Answer these questions about the Solaris heap overflow text below:
1. What is traditional heap overflow exploit methodology on Solaris based on?
2. In which Phrack issue was the t_delete() methodology first outlined, and under what article title?
3. Why is overwriting the next chunk's size with a negative value useful?

| Reading text |
# # # # #

Basic Exploit Methodology (t_delete) | Hacking Ubuntu: Serious Hacks Mods and Customizations (ExtremeTech)

Traditional heap overflow exploit methodology on Solaris is based on chunk consolidation. By overflowing outside the bounds of the current chunk , the header of the next chunk in memory is corrupted. When the corrupted chunk is processed by heap management routines, an arbitrary memory overwrite is achieved that eventually leads to shellcode execution.

The overflow results in the size of the next chunk being changed. If it is overwritten with an appropriate negative value, the next chunk will be found farther back in the overflow string. This is useful because a negative chunk size does not contain any null bytes, and can be copied by string library functions. A TREE structure can be constructed farther back in the overflow string. This can function as a fake chunk with which the corrupted chunk will be consolidated.

The simplest construction for this fake chunk is that which causes the function t_delete () to be called. This methodology was first outlined in the article in Phrack #57 entitled "Once Upon a free()" (August 11, 2001). The following code snippets can be found within malloc.c and mallint.h :

Within realfree() :

 /* see if coalescing with next block is warranted */      np = NEXT(tp);      if (!ISBIT0(SIZE(np))) {           if (np != Bottom)                t_delete(np);

And the function t_delete() :

 /*  * Delete a tree element  */ static void t_delete(TREE *op) {      TREE     *tp, *sp, *gp;          /* if this is a non-tree node */      if (ISNOTREE(op)) {           tp = LINKBAK(op);           if ((sp = LINKFOR(op)) != NULL)                LINKBAK(sp) = tp;           LINKFOR(tp) = sp;           return;      }

Some relevant macros are defined as:

 #define     SIZE(b)     (((b)->t_s).w_i) #define     PARENT(b)     (((b)->t_p).w_p) #define     LEFT(b)     (((b)->t_l).w_p) #define     RIGHT(b)     (((b)->t_r).w_p) #define     LINKFOR(b)     (((b)->t_n).w_p) #define     LINKBAK(b)     (((b)->t_p).w_p) #define     ISNOTREE(b)     (LEFT(b) == (TREE *)(-1))

As can be seen in the code, a TREE op structure is passed to t_delete() . This structure op is the fake chunk constructed and pointed to by the overflow. If ISNOTREE() is true, then two pointers tp and sp will be taken from the fake TREE structure op . These pointers are completely controlled by the attacker, and are TREE structure pointers. A field of each is set to a pointer to the other TREE structure.

# # # # #

| Data lines |
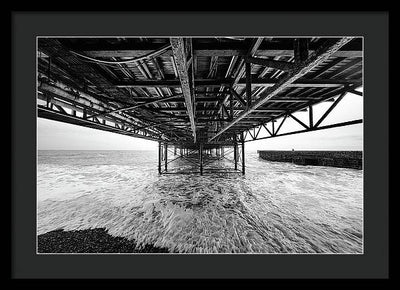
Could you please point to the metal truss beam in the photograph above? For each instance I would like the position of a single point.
(301, 69)
(185, 72)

# # # # #

| Response for this exercise |
1. Chunk consolidation.
2. Phrack #57, in the article "Once Upon a free()".
3. A negative chunk size contains no null bytes, so string library functions can copy it.